• DATI RIPORTATI:
+ + + + + + +

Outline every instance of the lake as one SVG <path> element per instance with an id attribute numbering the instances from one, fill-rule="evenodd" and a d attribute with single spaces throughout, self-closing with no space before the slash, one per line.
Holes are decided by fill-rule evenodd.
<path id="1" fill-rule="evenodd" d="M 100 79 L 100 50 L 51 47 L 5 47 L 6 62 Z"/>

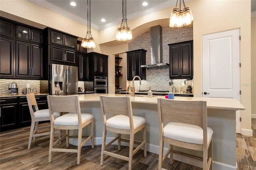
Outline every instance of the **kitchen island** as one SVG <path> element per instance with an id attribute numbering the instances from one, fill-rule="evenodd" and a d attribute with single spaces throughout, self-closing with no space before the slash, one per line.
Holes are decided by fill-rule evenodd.
<path id="1" fill-rule="evenodd" d="M 99 96 L 102 94 L 79 95 L 81 113 L 92 114 L 94 117 L 94 141 L 96 144 L 102 144 L 102 118 L 100 111 Z M 125 94 L 104 94 L 110 96 L 124 96 Z M 164 96 L 148 98 L 146 96 L 131 97 L 133 115 L 141 116 L 146 121 L 146 138 L 148 151 L 158 154 L 159 145 L 159 129 L 157 110 L 157 98 L 164 98 Z M 214 169 L 236 169 L 236 111 L 244 110 L 244 106 L 236 99 L 227 98 L 202 98 L 175 97 L 174 100 L 182 101 L 207 101 L 208 125 L 213 130 L 212 163 Z M 116 106 L 118 107 L 118 106 Z M 188 119 L 190 119 L 188 117 Z M 85 128 L 83 134 L 86 136 L 88 129 Z M 76 132 L 70 132 L 76 134 Z M 114 134 L 107 134 L 107 141 L 110 141 Z M 142 133 L 138 132 L 135 139 L 141 140 Z M 126 138 L 126 136 L 125 137 Z M 128 136 L 127 136 L 127 138 Z M 70 143 L 76 144 L 77 141 L 70 140 Z M 86 144 L 90 144 L 90 143 Z M 168 145 L 165 145 L 164 151 Z M 201 156 L 200 152 L 176 148 L 188 154 Z M 202 167 L 202 163 L 191 158 L 174 155 L 178 160 Z"/>

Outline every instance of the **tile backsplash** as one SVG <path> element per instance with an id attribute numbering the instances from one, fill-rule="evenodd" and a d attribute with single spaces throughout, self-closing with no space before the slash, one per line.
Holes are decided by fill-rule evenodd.
<path id="1" fill-rule="evenodd" d="M 8 91 L 9 84 L 12 82 L 17 83 L 18 85 L 19 94 L 22 94 L 22 91 L 27 87 L 27 84 L 29 84 L 30 87 L 36 88 L 36 93 L 48 93 L 47 80 L 20 80 L 0 79 L 0 95 L 5 95 Z M 78 81 L 78 87 L 84 87 L 84 82 Z"/>
<path id="2" fill-rule="evenodd" d="M 186 41 L 193 40 L 193 27 L 182 27 L 172 28 L 170 27 L 163 27 L 162 34 L 162 62 L 170 63 L 169 47 L 168 44 Z M 150 63 L 150 32 L 146 32 L 132 41 L 128 45 L 129 51 L 143 49 L 146 52 L 146 64 Z M 182 86 L 182 83 L 185 79 L 174 79 L 174 86 L 178 91 L 178 87 L 180 86 L 181 91 L 186 91 L 186 85 Z M 151 68 L 146 70 L 146 80 L 142 81 L 141 90 L 147 90 L 151 87 L 154 90 L 170 90 L 170 86 L 169 82 L 171 80 L 169 78 L 169 67 L 161 68 Z M 192 83 L 193 84 L 193 83 Z M 132 81 L 128 81 L 128 84 L 132 85 Z M 139 81 L 134 82 L 136 89 L 139 88 Z M 193 91 L 193 86 L 192 91 Z"/>

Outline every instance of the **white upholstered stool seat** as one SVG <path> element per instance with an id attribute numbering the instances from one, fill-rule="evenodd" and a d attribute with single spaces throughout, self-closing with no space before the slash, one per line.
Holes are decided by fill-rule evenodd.
<path id="1" fill-rule="evenodd" d="M 213 131 L 207 128 L 207 143 L 211 141 Z M 192 125 L 172 122 L 164 128 L 164 136 L 186 143 L 203 144 L 203 130 Z"/>
<path id="2" fill-rule="evenodd" d="M 30 126 L 30 130 L 29 134 L 29 138 L 28 139 L 28 149 L 30 148 L 32 138 L 35 140 L 36 137 L 41 136 L 42 136 L 49 135 L 50 134 L 50 132 L 45 132 L 43 133 L 39 133 L 38 130 L 42 129 L 50 128 L 50 127 L 44 127 L 38 128 L 38 123 L 40 121 L 50 121 L 50 113 L 49 109 L 39 110 L 36 100 L 35 95 L 33 93 L 27 94 L 26 95 L 27 100 L 28 101 L 28 105 L 29 109 L 29 112 L 31 117 L 31 126 Z M 34 107 L 34 108 L 33 108 Z M 56 118 L 60 115 L 60 113 L 55 113 L 54 116 Z M 56 132 L 55 133 L 59 133 L 59 138 L 60 138 L 60 130 L 58 132 Z"/>
<path id="3" fill-rule="evenodd" d="M 50 113 L 49 113 L 49 109 L 42 109 L 39 110 L 34 113 L 35 115 L 35 118 L 48 118 L 50 120 Z M 60 116 L 60 113 L 59 112 L 56 112 L 54 113 L 54 117 L 58 117 Z"/>
<path id="4" fill-rule="evenodd" d="M 132 169 L 133 155 L 142 147 L 144 150 L 144 156 L 147 156 L 146 119 L 142 117 L 133 116 L 131 99 L 129 96 L 116 97 L 100 95 L 100 99 L 103 120 L 100 165 L 103 164 L 104 155 L 107 155 L 129 161 L 128 168 L 130 170 Z M 139 144 L 134 150 L 134 134 L 140 130 L 142 131 L 142 141 L 137 142 Z M 117 136 L 106 144 L 107 131 L 117 133 Z M 130 139 L 121 138 L 121 134 L 130 135 Z M 106 148 L 116 140 L 118 142 L 118 149 L 119 150 L 121 149 L 121 141 L 129 142 L 128 156 L 117 154 L 114 152 L 106 150 Z"/>
<path id="5" fill-rule="evenodd" d="M 52 162 L 52 152 L 75 152 L 77 153 L 77 164 L 80 164 L 81 157 L 81 148 L 89 141 L 90 140 L 92 148 L 94 148 L 94 139 L 93 135 L 93 116 L 87 113 L 81 113 L 80 109 L 80 103 L 78 95 L 67 96 L 47 96 L 48 105 L 51 120 L 51 135 L 50 139 L 49 147 L 49 158 L 48 162 Z M 53 115 L 56 112 L 66 113 L 56 119 L 54 119 Z M 90 134 L 82 142 L 82 133 L 83 128 L 89 125 Z M 53 132 L 54 129 L 66 130 L 66 134 L 60 138 L 54 141 Z M 78 136 L 70 136 L 69 130 L 77 130 Z M 77 148 L 70 149 L 54 147 L 59 141 L 66 138 L 66 146 L 68 147 L 69 139 L 75 138 L 77 139 Z"/>
<path id="6" fill-rule="evenodd" d="M 87 113 L 81 113 L 82 123 L 83 124 L 93 118 L 93 116 Z M 54 125 L 74 126 L 78 125 L 78 119 L 76 113 L 67 113 L 55 119 Z"/>
<path id="7" fill-rule="evenodd" d="M 133 118 L 134 129 L 146 123 L 145 118 L 134 116 L 133 116 Z M 108 119 L 106 122 L 106 125 L 112 128 L 130 130 L 130 119 L 129 117 L 125 115 L 117 115 Z"/>
<path id="8" fill-rule="evenodd" d="M 206 102 L 160 98 L 157 102 L 160 135 L 158 169 L 165 169 L 163 164 L 169 154 L 170 163 L 173 164 L 174 153 L 186 163 L 193 164 L 197 159 L 202 161 L 203 170 L 212 169 L 213 131 L 207 127 Z M 170 146 L 164 155 L 164 142 Z M 174 150 L 174 146 L 183 149 Z M 202 151 L 202 158 L 188 154 L 186 149 Z"/>

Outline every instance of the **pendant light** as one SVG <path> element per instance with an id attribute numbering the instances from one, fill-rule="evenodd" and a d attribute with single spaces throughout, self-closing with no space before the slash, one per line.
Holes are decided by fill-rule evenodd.
<path id="1" fill-rule="evenodd" d="M 83 39 L 81 46 L 87 48 L 96 47 L 95 41 L 91 34 L 91 0 L 87 0 L 87 32 L 85 38 Z"/>
<path id="2" fill-rule="evenodd" d="M 186 8 L 184 0 L 182 0 L 184 6 L 183 10 L 181 10 L 181 0 L 180 0 L 180 8 L 177 8 L 178 1 L 177 0 L 176 7 L 172 10 L 171 13 L 169 26 L 170 27 L 180 27 L 187 26 L 191 24 L 194 20 L 191 10 L 189 8 Z"/>
<path id="3" fill-rule="evenodd" d="M 122 0 L 122 19 L 120 28 L 117 28 L 116 38 L 118 41 L 127 41 L 132 39 L 132 30 L 127 25 L 126 0 Z"/>

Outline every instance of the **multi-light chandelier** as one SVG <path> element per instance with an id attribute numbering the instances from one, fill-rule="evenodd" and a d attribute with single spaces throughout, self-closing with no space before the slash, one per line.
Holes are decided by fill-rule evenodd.
<path id="1" fill-rule="evenodd" d="M 117 28 L 116 38 L 118 41 L 127 41 L 132 39 L 132 31 L 127 25 L 126 0 L 122 0 L 122 19 L 120 28 Z"/>
<path id="2" fill-rule="evenodd" d="M 194 19 L 192 15 L 192 12 L 189 8 L 186 8 L 182 0 L 184 8 L 181 10 L 181 0 L 180 0 L 180 8 L 177 8 L 178 1 L 176 3 L 176 7 L 172 10 L 170 18 L 170 27 L 180 27 L 183 26 L 187 26 L 191 24 Z"/>
<path id="3" fill-rule="evenodd" d="M 95 42 L 91 34 L 91 0 L 87 0 L 87 32 L 85 38 L 83 39 L 81 46 L 87 48 L 94 48 L 96 47 Z"/>

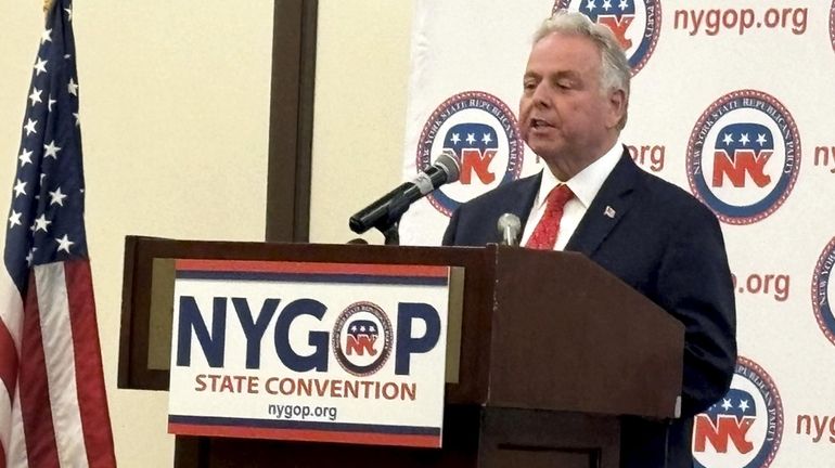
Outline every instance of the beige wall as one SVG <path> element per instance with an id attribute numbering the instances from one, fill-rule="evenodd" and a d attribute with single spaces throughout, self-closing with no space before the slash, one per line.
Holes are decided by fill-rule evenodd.
<path id="1" fill-rule="evenodd" d="M 9 206 L 39 0 L 0 2 Z M 320 1 L 311 238 L 400 179 L 412 1 Z M 75 5 L 87 227 L 118 463 L 170 466 L 166 393 L 117 390 L 124 237 L 264 238 L 272 1 Z M 5 208 L 3 208 L 5 209 Z M 369 236 L 375 240 L 375 236 Z"/>
<path id="2" fill-rule="evenodd" d="M 401 180 L 413 3 L 320 0 L 313 242 L 357 237 L 348 218 Z"/>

+ + + + + + +

Aggiorna il tratto che va dalla riga contenente "Outline every instance of the beige" fino alla fine dei record: riscrivilo sostituendo "beige wall" con "cream wall" e lasciando invariato tutto il resto.

• RISPOSTA QUI SOTTO:
Outline every instance of the cream wall as one SVG <path> element per instance with an id attribute numbering the instances from one, fill-rule="evenodd" and a d attribute with single spaces throughout, self-closing with no space before the slash, one per line.
Holes are decided by fill-rule evenodd.
<path id="1" fill-rule="evenodd" d="M 9 206 L 39 0 L 0 2 Z M 320 1 L 311 238 L 400 179 L 412 1 Z M 75 5 L 87 227 L 118 463 L 170 466 L 166 393 L 117 390 L 124 237 L 264 238 L 272 1 Z M 5 208 L 3 208 L 5 209 Z M 369 236 L 375 240 L 375 236 Z"/>
<path id="2" fill-rule="evenodd" d="M 401 180 L 413 3 L 320 0 L 313 242 L 357 237 L 348 218 Z"/>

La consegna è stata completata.